**TO DO**. Return the stretch of the material below from the line containing "Query: shirt collar" through the end of the material, copying each line exactly.

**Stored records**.
○ ○ ○ ○ ○ ○ ○

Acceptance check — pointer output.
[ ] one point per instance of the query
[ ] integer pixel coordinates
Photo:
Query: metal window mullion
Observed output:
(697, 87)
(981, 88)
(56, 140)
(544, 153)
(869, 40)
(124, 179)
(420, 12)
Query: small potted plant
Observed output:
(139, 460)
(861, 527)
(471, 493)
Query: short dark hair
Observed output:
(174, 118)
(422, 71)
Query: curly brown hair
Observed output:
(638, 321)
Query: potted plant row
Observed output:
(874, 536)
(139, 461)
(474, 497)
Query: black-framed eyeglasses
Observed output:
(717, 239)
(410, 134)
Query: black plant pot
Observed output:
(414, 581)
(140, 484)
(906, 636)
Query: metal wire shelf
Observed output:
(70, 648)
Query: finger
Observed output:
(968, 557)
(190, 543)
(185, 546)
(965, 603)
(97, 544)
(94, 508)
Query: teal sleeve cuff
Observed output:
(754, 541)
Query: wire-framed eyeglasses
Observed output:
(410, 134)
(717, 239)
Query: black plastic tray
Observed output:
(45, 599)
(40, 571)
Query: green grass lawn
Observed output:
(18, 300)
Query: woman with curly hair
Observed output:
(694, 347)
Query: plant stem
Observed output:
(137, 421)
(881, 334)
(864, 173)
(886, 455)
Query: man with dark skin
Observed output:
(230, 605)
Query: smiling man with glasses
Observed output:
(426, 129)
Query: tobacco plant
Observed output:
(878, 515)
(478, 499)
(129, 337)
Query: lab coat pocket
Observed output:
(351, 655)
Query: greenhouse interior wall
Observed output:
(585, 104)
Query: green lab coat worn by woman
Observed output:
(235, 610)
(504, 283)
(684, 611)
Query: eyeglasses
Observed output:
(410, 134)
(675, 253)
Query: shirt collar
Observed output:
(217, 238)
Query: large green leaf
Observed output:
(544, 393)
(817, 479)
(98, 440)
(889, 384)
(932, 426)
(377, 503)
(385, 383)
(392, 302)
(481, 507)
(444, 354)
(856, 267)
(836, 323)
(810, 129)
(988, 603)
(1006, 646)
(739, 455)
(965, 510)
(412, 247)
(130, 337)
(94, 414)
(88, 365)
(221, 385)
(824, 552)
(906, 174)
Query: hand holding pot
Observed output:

○ ○ ○ ○ ○ ○ ○

**CORRECT RESULT**.
Query: shirt collar
Observed output:
(217, 238)
Query: large green leaf
Observed output:
(544, 393)
(817, 479)
(98, 440)
(889, 384)
(932, 426)
(377, 503)
(385, 383)
(392, 302)
(481, 507)
(444, 354)
(856, 267)
(836, 323)
(810, 129)
(988, 603)
(1006, 646)
(739, 455)
(965, 510)
(412, 247)
(130, 337)
(94, 414)
(88, 365)
(221, 385)
(824, 552)
(906, 174)
Query: hand holding pot
Observed output:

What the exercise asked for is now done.